# [Source excerpt]
++++++
Allen West (born October 17, 1967, Brandon, Florida, United States) is an American death metal guitarist, who has been a member of Massacre, Obituary, Six Feet Under, Lowbrow, Corpse Rot, and Southwicked. He is considered to be a pioneering figure of the death metal genre in the 1980s.

Musical career

West formed the band Massacre in 1983, while he was still in high school. West's second band was Xecutioner, which laid down the foundation of Obituary.

West founded Six Feet Under. Later vocalist Chris Barnes of Cannibal Corpse joined in 1993. Initially a side project for Barnes, it became a full-time band in early 1995 after his departure from Cannibal Corpse. West remained with the band until late 1997, recording two albums and an EP in his tenure. In 1998 West formed Lowbrow band. It was announced in January 2009 that Lowbrow has decided to disband at the conclusion of their European tour. He has been in the band Southwicked ever since.
++++++
Location identification entries:
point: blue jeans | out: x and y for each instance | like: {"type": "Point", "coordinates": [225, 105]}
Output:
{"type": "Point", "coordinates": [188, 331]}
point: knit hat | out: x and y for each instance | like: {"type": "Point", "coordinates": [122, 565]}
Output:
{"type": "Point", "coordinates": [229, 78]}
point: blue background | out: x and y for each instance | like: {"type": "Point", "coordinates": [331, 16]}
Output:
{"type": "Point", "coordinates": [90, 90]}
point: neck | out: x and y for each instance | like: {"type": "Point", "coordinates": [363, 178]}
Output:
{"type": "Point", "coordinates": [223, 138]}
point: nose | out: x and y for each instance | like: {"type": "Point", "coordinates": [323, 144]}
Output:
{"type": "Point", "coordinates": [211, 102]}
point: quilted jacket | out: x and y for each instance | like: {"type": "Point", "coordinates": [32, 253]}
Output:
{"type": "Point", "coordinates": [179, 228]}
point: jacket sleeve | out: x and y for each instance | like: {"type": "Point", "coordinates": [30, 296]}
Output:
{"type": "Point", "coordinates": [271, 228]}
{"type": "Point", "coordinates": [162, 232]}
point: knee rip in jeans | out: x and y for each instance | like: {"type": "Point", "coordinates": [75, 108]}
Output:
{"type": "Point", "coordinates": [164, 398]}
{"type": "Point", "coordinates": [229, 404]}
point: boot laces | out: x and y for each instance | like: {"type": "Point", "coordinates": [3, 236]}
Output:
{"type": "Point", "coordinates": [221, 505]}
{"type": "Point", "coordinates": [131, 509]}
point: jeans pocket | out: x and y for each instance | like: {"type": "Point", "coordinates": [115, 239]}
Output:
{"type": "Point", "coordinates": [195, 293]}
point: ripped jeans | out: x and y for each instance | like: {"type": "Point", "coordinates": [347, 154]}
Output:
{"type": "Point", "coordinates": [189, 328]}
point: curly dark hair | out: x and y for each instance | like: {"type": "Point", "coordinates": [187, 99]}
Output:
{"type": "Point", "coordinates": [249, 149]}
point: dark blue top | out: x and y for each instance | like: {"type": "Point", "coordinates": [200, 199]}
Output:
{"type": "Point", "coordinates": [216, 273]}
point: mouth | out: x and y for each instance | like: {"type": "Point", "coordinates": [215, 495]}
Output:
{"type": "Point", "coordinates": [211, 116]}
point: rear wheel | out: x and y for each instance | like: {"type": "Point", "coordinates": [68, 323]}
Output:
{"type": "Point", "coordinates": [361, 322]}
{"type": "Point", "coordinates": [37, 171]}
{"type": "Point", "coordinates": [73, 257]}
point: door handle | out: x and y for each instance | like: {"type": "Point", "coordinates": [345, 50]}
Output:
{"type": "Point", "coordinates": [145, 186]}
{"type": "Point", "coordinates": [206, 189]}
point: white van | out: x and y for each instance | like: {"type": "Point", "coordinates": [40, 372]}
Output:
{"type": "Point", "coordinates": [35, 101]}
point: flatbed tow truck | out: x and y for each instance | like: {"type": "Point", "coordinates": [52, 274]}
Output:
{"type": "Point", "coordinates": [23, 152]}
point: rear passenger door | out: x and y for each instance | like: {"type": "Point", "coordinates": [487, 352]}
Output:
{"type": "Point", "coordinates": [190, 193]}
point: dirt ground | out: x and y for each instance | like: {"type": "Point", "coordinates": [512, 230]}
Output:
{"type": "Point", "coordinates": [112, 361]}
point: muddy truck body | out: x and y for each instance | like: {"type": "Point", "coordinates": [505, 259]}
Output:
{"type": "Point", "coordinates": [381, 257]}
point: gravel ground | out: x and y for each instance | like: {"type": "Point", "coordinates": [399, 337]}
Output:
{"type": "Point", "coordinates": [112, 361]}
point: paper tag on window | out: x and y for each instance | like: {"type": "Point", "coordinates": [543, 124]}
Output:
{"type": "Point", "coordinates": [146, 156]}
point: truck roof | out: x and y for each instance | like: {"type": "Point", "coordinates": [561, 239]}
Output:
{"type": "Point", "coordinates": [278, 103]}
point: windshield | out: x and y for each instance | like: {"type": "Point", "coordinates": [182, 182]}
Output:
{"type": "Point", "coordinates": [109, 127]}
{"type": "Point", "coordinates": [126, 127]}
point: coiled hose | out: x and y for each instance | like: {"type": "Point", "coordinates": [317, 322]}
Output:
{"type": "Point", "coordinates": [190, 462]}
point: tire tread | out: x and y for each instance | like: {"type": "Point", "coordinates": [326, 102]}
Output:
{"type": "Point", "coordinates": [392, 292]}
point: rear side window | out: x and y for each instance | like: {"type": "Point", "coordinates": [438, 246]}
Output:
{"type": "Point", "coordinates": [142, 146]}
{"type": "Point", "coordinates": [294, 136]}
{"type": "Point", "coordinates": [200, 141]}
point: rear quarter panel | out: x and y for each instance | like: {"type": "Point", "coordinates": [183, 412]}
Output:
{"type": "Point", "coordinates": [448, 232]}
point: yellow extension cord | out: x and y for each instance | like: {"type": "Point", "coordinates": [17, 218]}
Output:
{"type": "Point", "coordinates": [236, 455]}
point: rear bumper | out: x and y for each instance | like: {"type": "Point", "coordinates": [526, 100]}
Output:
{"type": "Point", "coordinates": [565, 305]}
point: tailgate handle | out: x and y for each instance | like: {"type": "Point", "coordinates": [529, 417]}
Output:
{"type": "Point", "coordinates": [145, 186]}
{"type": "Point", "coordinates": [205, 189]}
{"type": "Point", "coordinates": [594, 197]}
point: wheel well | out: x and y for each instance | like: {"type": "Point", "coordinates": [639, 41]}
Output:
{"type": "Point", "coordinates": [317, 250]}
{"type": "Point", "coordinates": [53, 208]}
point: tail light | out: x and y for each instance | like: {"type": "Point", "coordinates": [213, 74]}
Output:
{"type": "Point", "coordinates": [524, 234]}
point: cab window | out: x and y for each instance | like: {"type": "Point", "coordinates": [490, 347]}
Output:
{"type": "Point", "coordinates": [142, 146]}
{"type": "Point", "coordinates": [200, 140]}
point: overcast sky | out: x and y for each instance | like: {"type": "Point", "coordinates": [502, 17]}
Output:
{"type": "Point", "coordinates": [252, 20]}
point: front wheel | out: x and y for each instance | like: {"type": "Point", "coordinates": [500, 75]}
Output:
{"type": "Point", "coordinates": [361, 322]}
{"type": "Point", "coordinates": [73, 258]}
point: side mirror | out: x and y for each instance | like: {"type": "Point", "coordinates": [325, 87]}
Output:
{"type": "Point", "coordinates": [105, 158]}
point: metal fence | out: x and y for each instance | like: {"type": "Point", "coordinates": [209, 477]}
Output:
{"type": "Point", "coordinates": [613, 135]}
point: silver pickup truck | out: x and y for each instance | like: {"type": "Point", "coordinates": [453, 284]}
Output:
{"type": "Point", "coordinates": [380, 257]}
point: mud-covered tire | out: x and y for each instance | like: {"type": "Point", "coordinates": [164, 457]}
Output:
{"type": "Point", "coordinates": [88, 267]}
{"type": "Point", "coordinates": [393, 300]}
++++++
# [What is asked]
Write out everything in the Allen West passage from "Musical career" down to "foundation of Obituary.", word for word.

# [Full output]
Musical career

West formed the band Massacre in 1983, while he was still in high school. West's second band was Xecutioner, which laid down the foundation of Obituary.